These entries must be printed again exactly as they are.
====== Source information
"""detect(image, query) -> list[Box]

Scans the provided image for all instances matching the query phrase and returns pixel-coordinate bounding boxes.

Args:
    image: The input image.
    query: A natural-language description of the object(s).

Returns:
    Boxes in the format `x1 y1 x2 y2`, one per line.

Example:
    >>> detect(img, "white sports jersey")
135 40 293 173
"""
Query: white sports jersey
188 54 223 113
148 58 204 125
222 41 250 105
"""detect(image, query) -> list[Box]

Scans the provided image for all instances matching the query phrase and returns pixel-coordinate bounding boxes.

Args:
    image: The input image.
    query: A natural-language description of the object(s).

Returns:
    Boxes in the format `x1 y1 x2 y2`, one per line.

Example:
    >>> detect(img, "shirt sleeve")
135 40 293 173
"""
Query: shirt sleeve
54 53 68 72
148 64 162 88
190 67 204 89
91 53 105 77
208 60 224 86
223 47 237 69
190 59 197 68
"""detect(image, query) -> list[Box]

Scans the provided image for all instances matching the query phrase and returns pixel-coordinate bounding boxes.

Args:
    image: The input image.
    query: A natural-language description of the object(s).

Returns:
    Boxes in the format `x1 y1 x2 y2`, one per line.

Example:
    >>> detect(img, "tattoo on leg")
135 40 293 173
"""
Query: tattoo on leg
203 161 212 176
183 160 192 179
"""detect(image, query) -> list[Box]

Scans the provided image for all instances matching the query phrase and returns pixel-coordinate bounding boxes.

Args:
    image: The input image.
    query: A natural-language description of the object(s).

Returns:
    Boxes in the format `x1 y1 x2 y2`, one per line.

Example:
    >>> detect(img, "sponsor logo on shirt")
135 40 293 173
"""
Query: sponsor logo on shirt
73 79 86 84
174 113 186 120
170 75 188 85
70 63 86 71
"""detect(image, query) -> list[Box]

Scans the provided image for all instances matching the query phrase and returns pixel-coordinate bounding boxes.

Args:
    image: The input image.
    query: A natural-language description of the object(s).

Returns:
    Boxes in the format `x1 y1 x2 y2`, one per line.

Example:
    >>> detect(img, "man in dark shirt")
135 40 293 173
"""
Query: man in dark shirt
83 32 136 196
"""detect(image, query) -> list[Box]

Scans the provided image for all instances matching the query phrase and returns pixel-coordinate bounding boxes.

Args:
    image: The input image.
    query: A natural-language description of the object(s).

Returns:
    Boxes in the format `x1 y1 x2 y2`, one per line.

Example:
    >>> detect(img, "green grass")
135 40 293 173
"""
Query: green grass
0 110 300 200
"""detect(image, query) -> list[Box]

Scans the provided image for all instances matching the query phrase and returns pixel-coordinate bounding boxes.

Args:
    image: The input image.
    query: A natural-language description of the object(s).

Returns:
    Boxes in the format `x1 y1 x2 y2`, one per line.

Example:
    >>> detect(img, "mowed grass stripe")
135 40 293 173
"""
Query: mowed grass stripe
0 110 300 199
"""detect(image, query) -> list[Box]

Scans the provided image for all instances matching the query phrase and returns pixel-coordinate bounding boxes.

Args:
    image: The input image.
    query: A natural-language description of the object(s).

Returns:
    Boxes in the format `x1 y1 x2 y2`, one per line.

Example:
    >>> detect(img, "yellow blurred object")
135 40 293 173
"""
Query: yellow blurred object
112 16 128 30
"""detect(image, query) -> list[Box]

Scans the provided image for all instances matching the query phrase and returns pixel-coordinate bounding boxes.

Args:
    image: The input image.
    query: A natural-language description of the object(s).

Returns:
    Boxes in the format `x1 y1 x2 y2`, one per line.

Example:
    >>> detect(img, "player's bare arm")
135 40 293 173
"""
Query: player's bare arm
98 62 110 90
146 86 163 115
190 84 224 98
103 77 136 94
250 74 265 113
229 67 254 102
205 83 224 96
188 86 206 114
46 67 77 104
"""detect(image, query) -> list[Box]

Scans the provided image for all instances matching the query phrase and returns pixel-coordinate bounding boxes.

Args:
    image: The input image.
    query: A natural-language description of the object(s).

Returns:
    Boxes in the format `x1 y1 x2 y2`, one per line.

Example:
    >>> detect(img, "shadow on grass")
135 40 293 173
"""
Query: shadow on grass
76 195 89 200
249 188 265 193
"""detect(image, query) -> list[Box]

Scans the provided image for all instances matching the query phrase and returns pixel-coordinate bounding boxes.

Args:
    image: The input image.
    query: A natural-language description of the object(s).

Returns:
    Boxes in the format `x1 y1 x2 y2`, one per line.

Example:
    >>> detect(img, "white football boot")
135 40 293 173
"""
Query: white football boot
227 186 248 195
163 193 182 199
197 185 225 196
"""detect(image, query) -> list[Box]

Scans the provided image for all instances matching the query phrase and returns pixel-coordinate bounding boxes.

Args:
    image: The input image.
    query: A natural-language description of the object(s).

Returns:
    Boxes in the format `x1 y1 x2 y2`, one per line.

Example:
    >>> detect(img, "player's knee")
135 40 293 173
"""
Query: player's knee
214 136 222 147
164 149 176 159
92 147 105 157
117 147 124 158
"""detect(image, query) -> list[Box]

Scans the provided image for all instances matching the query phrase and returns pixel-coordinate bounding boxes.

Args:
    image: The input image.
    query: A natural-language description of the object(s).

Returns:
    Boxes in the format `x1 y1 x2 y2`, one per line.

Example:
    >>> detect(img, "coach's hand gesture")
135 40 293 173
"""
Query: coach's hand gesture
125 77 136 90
============
→ Output below:
"""detect(image, query) -> list[Box]

Scans the provided image for all instances matching the query phrase and returns pixel-coordinate bounding boxes.

Args:
    image: The input image.
    query: A natural-language description of the object(s).

Returns:
    Boxes in the format `x1 y1 x2 y2`, one per line.

Example:
    >>> detect(img, "white sports jersey")
135 40 293 173
"""
Query: white sports jersey
188 54 223 113
148 58 204 125
222 41 250 105
"""detect(image, query) -> list[Box]

Scans the provided image for all instances matching the query phrase and returns pixel-coordinate bounding boxes.

Args:
    image: The input image.
    query: A natural-language description of the object(s).

Returns:
    Boxes in the format `x1 y1 x2 y2`, one per line.

Example:
    >>> detect(img, "shirt sleeve")
135 40 293 173
"""
Query: shirt sleeve
54 53 68 72
148 64 162 88
190 67 204 89
91 53 105 77
208 60 224 86
223 47 237 69
190 59 197 68
"""detect(image, query) -> list[Box]

Scans the provided image for all instances matching the query phrase and returns pixel-coordinate bounding boxes.

Args:
    image: The input image.
    query: A natural-language description of the object(s).

Returns:
    Boxes in the format `x1 y1 x2 y2`, one per line.

Example:
    >>> detect(img, "tattoo on leg")
135 40 293 173
"""
Query: tattoo on leg
203 161 212 176
183 160 192 179
"""detect(image, query) -> list[Box]

Scans the provided image for all instances matching the query phrase and returns pixel-coordinate bounding boxes.

Args:
    image: The input image.
    query: A natural-language description of the object(s).

Returns:
    Boxes in the format `x1 y1 x2 y2`, one per line.

Example:
    >>> detect(img, "sponsor logo on shirt")
135 40 293 173
"""
Query: sponsor logo on shirt
73 79 86 84
174 113 186 120
170 75 188 85
70 63 86 71
"""detect(image, query) -> list[Box]

Scans the provided image for all instances matching the query phrase and returns pixel-coordinate bounding boxes.

Args:
    image: The input image.
    query: A natural-language description of the object(s).

Returns:
    Boxes in the format `x1 y1 x2 y2`, one per line.

Example:
    >>> detect(img, "man in dark shirt")
135 40 293 173
"""
Query: man in dark shirt
83 32 136 196
"""detect(image, query) -> list[Box]

Scans the provided image for all instances matching the query phrase and returns pixel-coordinate bounding boxes.

Args:
    image: The input image.
    query: A natural-language description of the object(s).

Returns:
    Boxes in the format `x1 y1 x2 y2`, one per line.

Example:
    >>> detect(img, "green grass")
135 40 293 173
"""
Query: green grass
0 110 300 200
"""detect(image, query) -> list[Box]

Scans the provided image for all instances matching the query phrase and returns pixel-coordinate bounding boxes.

Args:
    image: The input image.
    query: A natural-language description of the object(s).

Returns:
    Boxes in the format `x1 y1 x2 y2`, one per line.

Example:
    >>> detect(img, "mowed grass stripe")
135 40 293 173
"""
Query: mowed grass stripe
0 110 300 199
"""detect(image, query) -> list[Box]

Scans the provided image for all instances matching the query phrase and returns pixel-coordinate bounding boxes.

Args:
    image: The input image.
    query: A natural-language description of the object(s).

Returns:
    Boxes in the format `x1 y1 x2 y2`, one per line.

Example:
    >>> detect(img, "yellow blurred object")
135 40 293 173
"""
Query: yellow blurred object
112 16 128 30
"""detect(image, query) -> list[Box]

Scans the provided image for all instances matching the query phrase and returns pixel-coordinate bounding boxes.

Args:
    image: The input image.
    query: A natural-language description of the object(s).

Returns:
    Boxes in the format `x1 y1 x2 y2`, one per line.

Example:
    >>> detect(img, "player's bare arm")
135 40 293 173
"""
Query: player's bare arm
98 62 110 90
146 86 163 115
190 84 224 98
103 77 136 94
250 74 265 113
229 67 254 102
205 83 224 96
188 86 206 114
46 67 77 104
"""detect(image, query) -> list[Box]

Scans the provided image for all instances matching the query phrase and returns pixel-coordinate bounding boxes.

Args:
    image: The input image.
    query: A natural-language description of the object(s).

Returns:
    Boxes in the format `x1 y1 x2 y2`, one per line.

Example:
    >>> detect(img, "shadow on grass")
135 40 293 173
"""
Query: shadow on grass
76 195 89 200
249 188 265 193
"""detect(image, query) -> list[Box]

Scans the provided image for all instances matching the query phrase and returns pixel-coordinate bounding boxes.

Args:
    image: The input image.
    query: A natural-language description of the object(s).

Returns:
    Boxes in the format `x1 y1 x2 y2`, one per line.

Example:
    >>> detect(img, "white football boot")
135 40 293 173
"""
Query: white football boot
227 186 248 195
163 193 182 199
197 185 225 196
"""detect(image, query) -> list[Box]

Scans the provided image for all instances matching the query phrase and returns pixel-coordinate bounding boxes.

Args:
    image: The input image.
    query: A natural-language description of the object(s).

Returns:
    Boxes in the format `x1 y1 x2 y2`, one per line.

Example:
    >>> detect(img, "player's knee")
135 40 293 173
"""
Query: player's knee
214 136 222 147
164 149 176 159
92 147 105 157
117 147 124 158
"""detect(image, query) -> list[Box]

Scans the provided image for all instances matching the query phrase and returns pixel-coordinate bounding boxes.

Args:
    image: The input image.
    query: A natural-language description of the object(s).

Returns:
    Boxes in the format `x1 y1 x2 y2`, one per line.

Example:
    >>> detect(img, "coach's hand gesture")
135 40 293 173
"""
Query: coach's hand gesture
125 77 136 90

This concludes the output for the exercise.